:: Ausgewählter Auszug

Pläne zur EU-Reform: Merkel nähert sich Macron an
Erstmals hat Bundeskanzlerin Angela Merkel vorsichtig Unterstützung für einige der französischen EU-Reformpläne signalisiert.
In der Debatte um eine EU-Reform hat Bundeskanzlerin Angela Merkel (CDU) konkret Stellung bezogen. In einem Interview mit der "Frankfurter Allgemeinen Sonntagszeitung" signalisierte sie vorsichtige Unterstützung für Vorschläge von Frankreichs Präsident Emmanuel Macron etwa zu Investitionen für die Eurozone und zu einer europäischen Eingreiftruppe. Frankreich reagierte erfreut: Merkel "nähert sich der französischen Sichtweise an", erklärte der Elysée-Palast am Sonntagabend.
In dem Interview gab Merkel lange erwartete Antworten auf Macrons Reformvorschläge. Bis zum EU-Gipfel Ende Juni wollen Deutschland und Frankreich eine gemeinsame Position erarbeiten, die sie dann den anderen EU-Ländern zur Diskussion vorlegen. Nach Angaben aus Paris wollen sich Merkel und Macron Ende der Woche am Rande des G7-Gipfels in Kanada treffen, um weiter über die gemeinsame Position zu beraten.

::::

(Zu erledigen)
[a] Gib den Abschnitt des Artikels zur EU-Reform von "In der Debatte" bis einschließlich "Elysée-Palast am Sonntagabend." wortgetreu wieder.
[b] Prüfe anhand des Artikels zur EU-Reform, ob die folgenden Aussagen stimmen. Antworte jeweils mit Ja oder Nein und zitiere die entscheidenden Worte wörtlich.
(i) Merkel signalisierte vorsichtige Unterstützung für Macrons Vorschlag einer europäischen Eingreiftruppe.
(ii) Deutschland und Frankreich wollen bis Ende Juli eine gemeinsame Position erarbeiten.
(iii) Merkel und Macron wollen sich in Kanada treffen.
[c] Wann äußerte sich der Elysée-Palast laut dem Artikel zur EU-Reform zu Merkels Haltung?

:: Bereitgestellte Datensätze

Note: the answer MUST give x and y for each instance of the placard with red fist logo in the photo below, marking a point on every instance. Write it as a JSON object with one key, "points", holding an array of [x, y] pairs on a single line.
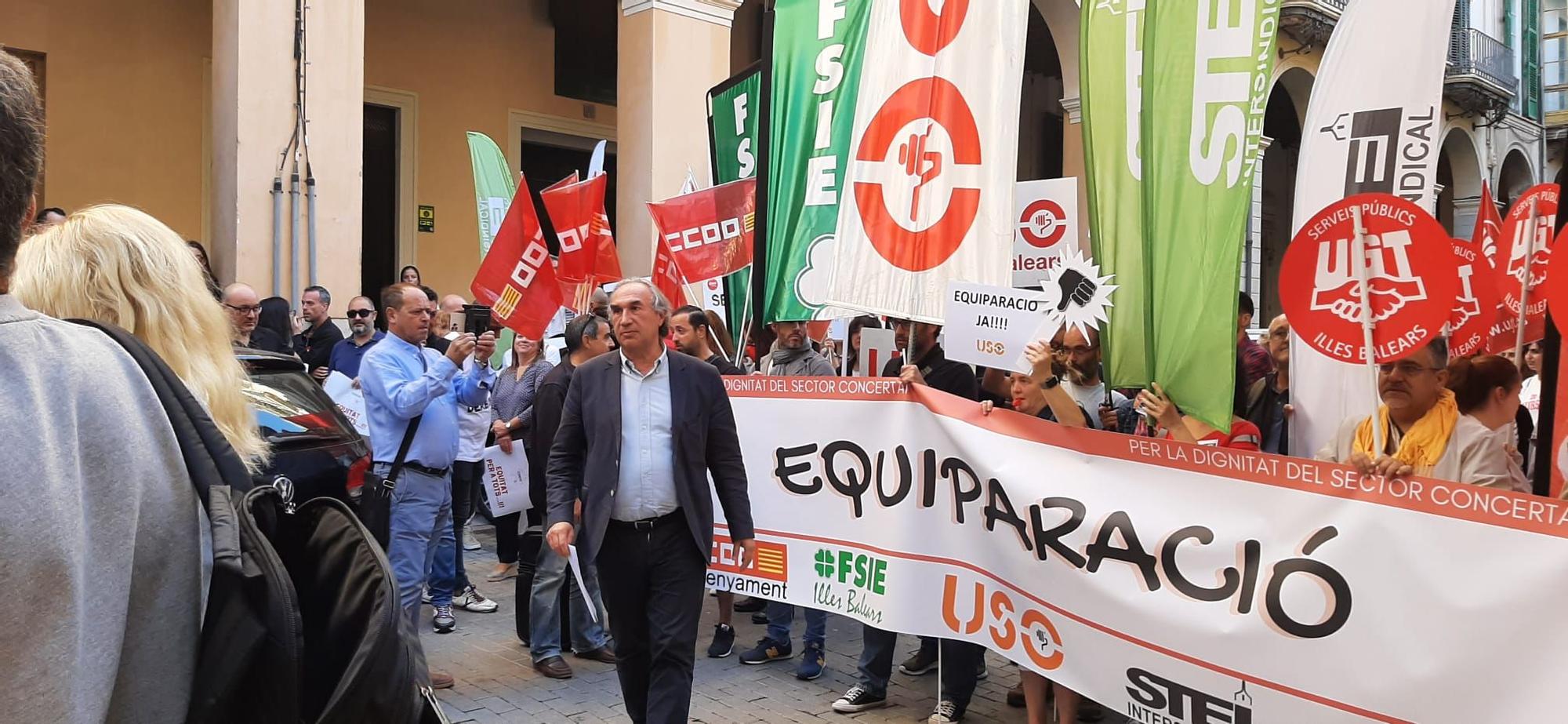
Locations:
{"points": [[1410, 279]]}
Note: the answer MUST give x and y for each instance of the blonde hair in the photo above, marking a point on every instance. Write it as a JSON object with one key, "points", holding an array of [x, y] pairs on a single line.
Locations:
{"points": [[118, 265]]}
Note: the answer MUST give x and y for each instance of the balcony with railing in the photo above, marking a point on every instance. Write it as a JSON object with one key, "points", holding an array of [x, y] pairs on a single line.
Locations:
{"points": [[1312, 20], [1481, 75]]}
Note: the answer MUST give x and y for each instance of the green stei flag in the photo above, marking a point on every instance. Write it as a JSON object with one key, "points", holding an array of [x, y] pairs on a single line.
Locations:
{"points": [[1111, 50], [811, 119], [1207, 67], [733, 133]]}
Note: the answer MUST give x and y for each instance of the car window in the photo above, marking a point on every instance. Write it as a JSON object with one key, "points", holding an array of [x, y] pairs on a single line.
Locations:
{"points": [[292, 408]]}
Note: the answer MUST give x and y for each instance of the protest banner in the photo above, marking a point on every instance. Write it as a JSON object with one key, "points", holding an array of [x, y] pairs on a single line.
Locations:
{"points": [[989, 326], [1367, 130], [517, 279], [507, 480], [813, 91], [1047, 227], [1476, 306], [929, 193], [350, 400], [1207, 75], [1522, 264], [1398, 268], [1152, 576], [710, 232], [1111, 61]]}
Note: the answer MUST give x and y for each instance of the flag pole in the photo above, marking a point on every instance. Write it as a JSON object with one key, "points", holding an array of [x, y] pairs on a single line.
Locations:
{"points": [[1525, 284], [1367, 325]]}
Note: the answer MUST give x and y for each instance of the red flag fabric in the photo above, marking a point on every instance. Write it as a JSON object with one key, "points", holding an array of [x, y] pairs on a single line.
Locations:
{"points": [[572, 206], [710, 232], [667, 275], [517, 279]]}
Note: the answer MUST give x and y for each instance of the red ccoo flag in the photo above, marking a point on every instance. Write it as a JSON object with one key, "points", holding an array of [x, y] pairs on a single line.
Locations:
{"points": [[517, 279], [667, 275], [710, 232]]}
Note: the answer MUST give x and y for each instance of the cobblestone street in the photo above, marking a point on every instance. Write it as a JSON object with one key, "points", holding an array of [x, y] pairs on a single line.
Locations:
{"points": [[498, 684]]}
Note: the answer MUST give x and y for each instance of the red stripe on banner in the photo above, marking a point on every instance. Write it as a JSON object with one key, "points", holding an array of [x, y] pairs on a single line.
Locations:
{"points": [[1092, 624], [1434, 497]]}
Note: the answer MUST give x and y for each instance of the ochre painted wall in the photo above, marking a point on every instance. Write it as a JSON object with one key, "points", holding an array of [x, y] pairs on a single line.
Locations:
{"points": [[125, 100], [468, 71]]}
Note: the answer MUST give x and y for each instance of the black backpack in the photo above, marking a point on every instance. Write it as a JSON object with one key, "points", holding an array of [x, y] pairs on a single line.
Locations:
{"points": [[303, 621]]}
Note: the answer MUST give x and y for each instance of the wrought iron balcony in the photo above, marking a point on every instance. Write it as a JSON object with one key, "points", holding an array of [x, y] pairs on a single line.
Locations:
{"points": [[1481, 74], [1310, 20]]}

::::

(Lösungen zur Übung)
[a]
In der Debatte um eine EU-Reform hat Bundeskanzlerin Angela Merkel (CDU) konkret Stellung bezogen. In einem Interview mit der "Frankfurter Allgemeinen Sonntagszeitung" signalisierte sie vorsichtige Unterstützung für Vorschläge von Frankreichs Präsident Emmanuel Macron etwa zu Investitionen für die Eurozone und zu einer europäischen Eingreiftruppe. Frankreich reagierte erfreut: Merkel "nähert sich der französischen Sichtweise an", erklärte der Elysée-Palast am Sonntagabend.

[b]
(i) Ja: „signalisierte sie vorsichtige Unterstützung für Vorschläge von Frankreichs Präsident Emmanuel Macron etwa zu Investitionen für die Eurozone und zu einer europäischen Eingreiftruppe“
(ii) Nein: „Bis zum EU-Gipfel Ende Juni wollen Deutschland und Frankreich eine gemeinsame Position erarbeiten“
(iii) Ja: „wollen sich Merkel und Macron Ende der Woche am Rande des G7-Gipfels in Kanada treffen“

[c] Am Sonntagabend.